**EXTRACTED TEXT:**
/---

Auditory Implant Service

“It is like watching a flower opening and blooming and she’s always coming out with different things each day”

Helen Long- A Parent’s Story

Helen Long’s daughter, Ella, was diagnosed deaf when she was born and fitted with hearing aids at 11 weeks old but she had no response to them. After nine months, the audiology department at the Royal Hampshire County Hospital in Winchester referred Helen and Ella to the Cochlear Implant Centre at the University of Southampton.

Helen from Chandlers Ford says, “On the very first visit to the Centre, Ella responded to sound. They were playing a really loud low-frequency noise which Ella turned round to. It was so loud, and even though I was wearing ear defenders, I jumped out of my seat, which shows what little hearing Ella had.

Over the next four months the Centre assessed Ella for a cochlear implant. This involved head CT scans, seeing a speech therapist and a teacher of the deaf, having grommets put in her ears and auditory tests”.

Ella was 16 months old when she was eligible for the implant but because of ear infections she had to wait until she was 20 months old before the surgical implant could be carried out.

A month after the successful operation, Ella returned to the Centre for initial tuning as the signal received via the implant is not normal hearing and patients require time and training to become accustomed to it.

Ella has had sound now for 18 months. Helen says, “She’s doing fantastically and it has completely exceeded our expectations. Children’s responses to the operation can be varied but Ella is coming on in leaps and bounds.”

\---

**DATA BLOCK:**
/---

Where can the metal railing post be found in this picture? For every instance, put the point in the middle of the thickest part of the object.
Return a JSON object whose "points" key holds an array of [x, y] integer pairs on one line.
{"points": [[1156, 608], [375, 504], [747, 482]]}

\---

**TASK BRIEF:** What might come after the last sentence of the parent's story about Ella's cochlear implant? Write that next part. The material plays no part in what comes next.

**WRITTEN ANSWER:**
“It is like watching a flower opening and blooming and she’s always coming out with different things each day. She now says sentences with four or five words in such as “Daddy sit down play Ella”, or “Ella sit down watch TV”, or “Mummy hepple (help) dolly hair”. This is the equivalent of a two-year old’s speech development, which is appropriate language development for Ella, as she has only been hearing for 18 months.”

Helen continues, “I never thought I would hear her speak and say “Mummy”. She was such a quiet child before the implant, but it has made all the difference to our lives. To be able to sit with her and have a conversation is fantastic and she can also talk to her brother Joe.

“Ella does everything a three-year old does; she loves to play with her dolls and her friends, she loves pink sparkly things and is going to pre-school. She has an educational statement to give her extra support and she has lots of people looking after her so her educational development can continue. We do not want to feel her education will be compromised because she is deaf, we want her to meet her full potential.”

Helen is in no doubt what difference the Centre has made to all their lives. “They’ve been the difference, without them Ella wouldn’t have access to speech and hearing. They always have so much time for us each time we visit. They have had such a huge impact on the lives of other children and adults.”